══ Exercise inputs ══
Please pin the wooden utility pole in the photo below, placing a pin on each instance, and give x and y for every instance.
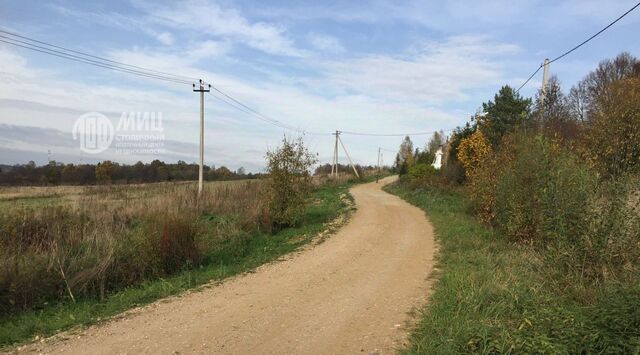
(201, 89)
(334, 167)
(347, 154)
(378, 175)
(545, 79)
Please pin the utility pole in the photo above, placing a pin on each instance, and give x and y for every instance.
(378, 175)
(347, 154)
(334, 167)
(545, 79)
(201, 89)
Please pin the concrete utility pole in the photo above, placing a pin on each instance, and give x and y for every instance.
(334, 167)
(545, 79)
(201, 89)
(348, 157)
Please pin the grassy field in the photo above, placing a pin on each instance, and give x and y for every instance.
(234, 244)
(492, 296)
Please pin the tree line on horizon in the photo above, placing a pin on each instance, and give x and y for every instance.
(108, 172)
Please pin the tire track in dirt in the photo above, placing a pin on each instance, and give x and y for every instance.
(350, 294)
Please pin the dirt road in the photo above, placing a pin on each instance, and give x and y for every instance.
(349, 294)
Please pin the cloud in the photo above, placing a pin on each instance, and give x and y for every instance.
(435, 73)
(211, 18)
(325, 43)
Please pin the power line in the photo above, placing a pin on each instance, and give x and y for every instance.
(595, 35)
(530, 77)
(579, 45)
(395, 134)
(229, 100)
(85, 58)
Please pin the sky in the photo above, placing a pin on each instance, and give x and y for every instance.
(372, 67)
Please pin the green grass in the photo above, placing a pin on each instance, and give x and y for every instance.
(492, 296)
(254, 251)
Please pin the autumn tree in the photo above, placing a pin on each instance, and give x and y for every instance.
(613, 135)
(290, 182)
(473, 151)
(552, 115)
(507, 111)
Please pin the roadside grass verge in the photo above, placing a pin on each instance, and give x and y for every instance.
(492, 296)
(240, 254)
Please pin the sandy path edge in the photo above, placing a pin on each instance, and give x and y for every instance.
(351, 293)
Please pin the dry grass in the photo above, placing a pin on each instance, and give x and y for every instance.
(99, 239)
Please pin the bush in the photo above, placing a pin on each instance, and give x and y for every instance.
(421, 172)
(543, 195)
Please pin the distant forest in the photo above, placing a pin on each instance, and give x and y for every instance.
(109, 172)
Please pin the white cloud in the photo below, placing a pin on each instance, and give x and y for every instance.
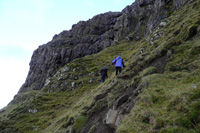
(13, 74)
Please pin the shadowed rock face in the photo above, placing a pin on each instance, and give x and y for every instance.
(94, 35)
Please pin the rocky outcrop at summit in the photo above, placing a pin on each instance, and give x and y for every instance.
(94, 35)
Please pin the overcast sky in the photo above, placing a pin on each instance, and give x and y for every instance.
(26, 24)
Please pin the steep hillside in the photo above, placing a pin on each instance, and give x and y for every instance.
(158, 90)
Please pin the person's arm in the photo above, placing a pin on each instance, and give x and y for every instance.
(113, 62)
(123, 63)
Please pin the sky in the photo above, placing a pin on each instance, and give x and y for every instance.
(26, 24)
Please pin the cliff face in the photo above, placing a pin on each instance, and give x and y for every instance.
(94, 35)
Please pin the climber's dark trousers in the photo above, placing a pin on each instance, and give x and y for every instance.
(118, 69)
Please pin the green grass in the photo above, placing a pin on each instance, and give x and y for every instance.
(168, 102)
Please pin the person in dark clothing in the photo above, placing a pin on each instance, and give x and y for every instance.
(104, 74)
(118, 62)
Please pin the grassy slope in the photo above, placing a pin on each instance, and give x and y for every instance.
(169, 101)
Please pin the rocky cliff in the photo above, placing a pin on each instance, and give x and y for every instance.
(94, 35)
(157, 91)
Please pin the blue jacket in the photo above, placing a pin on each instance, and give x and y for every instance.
(118, 62)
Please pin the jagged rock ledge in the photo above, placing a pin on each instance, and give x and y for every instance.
(94, 35)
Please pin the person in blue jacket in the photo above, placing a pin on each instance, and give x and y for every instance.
(118, 62)
(104, 74)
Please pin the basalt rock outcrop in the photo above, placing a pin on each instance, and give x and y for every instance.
(94, 35)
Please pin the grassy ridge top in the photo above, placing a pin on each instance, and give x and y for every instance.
(163, 74)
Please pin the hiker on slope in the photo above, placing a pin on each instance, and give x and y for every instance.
(118, 62)
(104, 74)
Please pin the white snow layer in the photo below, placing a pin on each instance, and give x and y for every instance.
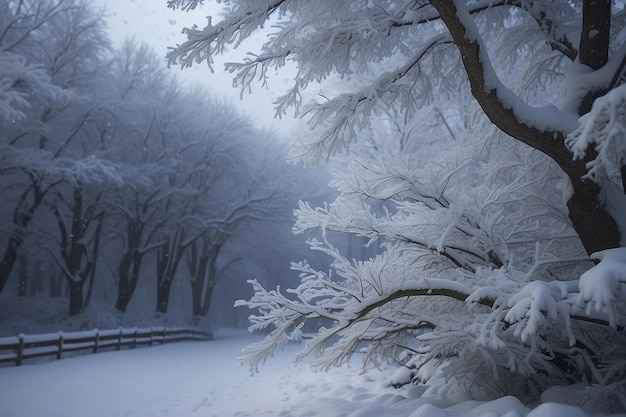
(205, 379)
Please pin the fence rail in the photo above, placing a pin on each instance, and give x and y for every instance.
(20, 348)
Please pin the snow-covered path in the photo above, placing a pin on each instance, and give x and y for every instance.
(204, 379)
(179, 379)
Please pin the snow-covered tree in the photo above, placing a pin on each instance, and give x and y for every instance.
(486, 247)
(51, 57)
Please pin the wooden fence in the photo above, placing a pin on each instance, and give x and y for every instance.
(19, 348)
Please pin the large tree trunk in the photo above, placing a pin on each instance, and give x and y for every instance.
(128, 278)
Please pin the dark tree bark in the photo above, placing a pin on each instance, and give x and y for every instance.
(30, 200)
(78, 250)
(169, 255)
(202, 263)
(590, 218)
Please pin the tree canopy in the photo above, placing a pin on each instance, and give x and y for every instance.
(485, 248)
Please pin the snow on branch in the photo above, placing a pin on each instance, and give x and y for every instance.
(201, 45)
(603, 128)
(342, 117)
(602, 288)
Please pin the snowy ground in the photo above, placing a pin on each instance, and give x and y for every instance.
(204, 379)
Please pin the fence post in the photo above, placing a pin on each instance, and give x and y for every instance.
(60, 346)
(134, 345)
(97, 341)
(119, 339)
(20, 350)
═══
Exercise directions. Can you update the records by replacing "placing a pin on each instance" with "marking every instance" everywhere, changing nothing else and leaving out the pictures?

Answer to the exercise.
Please pin the wooden utility pole in the photo below, marking every instance, and give x and y for every instance.
(201, 89)
(334, 167)
(347, 154)
(378, 175)
(545, 79)
Please pin the utility pole in the photo above, marking every instance, and give x and y for every instance.
(378, 175)
(347, 154)
(334, 167)
(545, 79)
(201, 89)
Please pin the concrete utility pole in the photo above, marking every instance, and give x and y for every instance.
(334, 167)
(545, 79)
(201, 89)
(348, 157)
Please pin the grassy field in the photo above, marking every instance, and give x and y for every instance.
(234, 244)
(492, 296)
Please pin the tree line on horizon in the photo above, marking every instance, and give x and y for every instance.
(108, 172)
Please pin the tire track in dirt in the photo above, marking every instance, and give x and y for every instance.
(350, 294)
Please pin the dirt road in the photo above, marking every instance, and give x and y for every instance.
(349, 294)
Please pin the cloud in the photo above, marking every instance, and give x and y for every instance.
(435, 73)
(211, 18)
(325, 43)
Please pin the power line in the photo above, marking every instance, and give x and y for every instance.
(595, 35)
(530, 77)
(579, 45)
(395, 134)
(229, 100)
(85, 58)
Please pin the sky in the photo above, marking every instance, and give x and y for every instance.
(372, 67)
Please pin the green grass in the photo above, marking every instance, and give x and y for every instance.
(492, 296)
(254, 251)
Please pin the autumn tree in the photo above, marking every instance, and give x and y for every instance.
(613, 135)
(290, 182)
(473, 151)
(552, 115)
(507, 111)
Please pin the roadside grass verge in the photo above, marking every instance, and give x and y for every instance.
(492, 296)
(240, 254)
Please pin the sandy path edge in the photo above, marking every instance, and give x and y for every instance.
(351, 293)
Please pin the dry grass in the photo above, marking every instance, and give x and y for every instance.
(99, 239)
Please pin the bush in the photo above, marking every instance, and give x and y for every instance.
(421, 172)
(543, 195)
Please pin the distant forest in the photo above, marking every instance, and give x and y for every instance.
(109, 172)
Please pin the white cloud in the photo below, marking every instance, and give x and y for every instance.
(13, 74)
Please pin the shadowed rock face in the photo above, marking every instance, and give x and y for every instance.
(94, 35)
Please pin the rocky outcrop at summit in the photo above, marking every instance, and give x and y for every instance.
(94, 35)
Please pin the overcast sky in the photo above, marking every instance, and give x and y for every instance.
(26, 24)
Please pin the steep hillside in the photo above, marking every instance, and give x and y for every instance.
(158, 90)
Please pin the person's arm in the photo above, marking every instance, and give x and y for every instance.
(113, 62)
(123, 63)
Please pin the sky in the photo above, marking every instance, and give x and y for every instance.
(26, 24)
Please pin the cliff face in the photo above, marking every instance, and give x and y for every instance.
(94, 35)
Please pin the climber's dark trousers in the photo above, marking every instance, and give x and y for every instance.
(118, 69)
Please pin the green grass in the photo above, marking every instance, and give x and y for every instance.
(168, 102)
Please pin the person in dark clothing in the photo above, marking every instance, and give x and y for every instance.
(104, 74)
(118, 62)
Please pin the grassy slope in the photo above, marking every instance, and give x and y for every instance.
(169, 101)
Please pin the rocky cliff in the photo above, marking every instance, and give x and y for every instance.
(94, 35)
(157, 91)
Please pin the blue jacket in the photo above, marking every instance, and give x and y for every instance.
(118, 62)
Please pin the jagged rock ledge in the photo above, marking every instance, and give x and y for every instance.
(94, 35)
Please pin the person in blue jacket in the photo above, marking every instance, and give x and y for every instance.
(118, 62)
(104, 74)
Please pin the basalt rock outcrop in the photo above, marking every instance, and give x and y for every instance.
(94, 35)
Please pin the grassy ridge top in the photo above, marking every instance, and give x and y for every instance.
(163, 74)
Please pin the hiker on slope in the photo above, marking every instance, and give x and y for every instance.
(118, 62)
(104, 74)
Please pin the white snow layer in the photo below, marking every instance, and give x and y for every instance.
(205, 379)
Please pin the fence rail in the photo above, marking every instance, and give x and y for every instance.
(20, 348)
Please pin the snow-covered path in the photo above, marking every instance, and give x and y for every instance.
(204, 379)
(179, 379)
Please pin the snow-covered tree in the photo above, marking every instance, and give x and y for every instance.
(486, 247)
(51, 57)
Please pin the wooden fence in the photo above, marking every instance, and give x and y for every instance.
(19, 348)
Please pin the large tree trunk in the photo above, marking every instance, and give x and y for every instance.
(128, 278)
Please pin the dark tree bark in the photo above, marking every instance, and give x and y for every instance.
(30, 200)
(78, 250)
(169, 255)
(202, 263)
(590, 218)
Please pin the tree canopy in the photo above, marking every instance, and give x and y for every instance.
(485, 248)
Please pin the snow on branch in the photo above, marking every instance, and give x and y for every instance.
(201, 45)
(603, 128)
(342, 117)
(602, 288)
Please pin the snowy ground in the photo above, marking every instance, and give x and y for every instance.
(204, 379)
Please pin the fence post in the photo above, marking every instance, and give x and y for every instance.
(60, 346)
(134, 345)
(97, 341)
(119, 339)
(20, 350)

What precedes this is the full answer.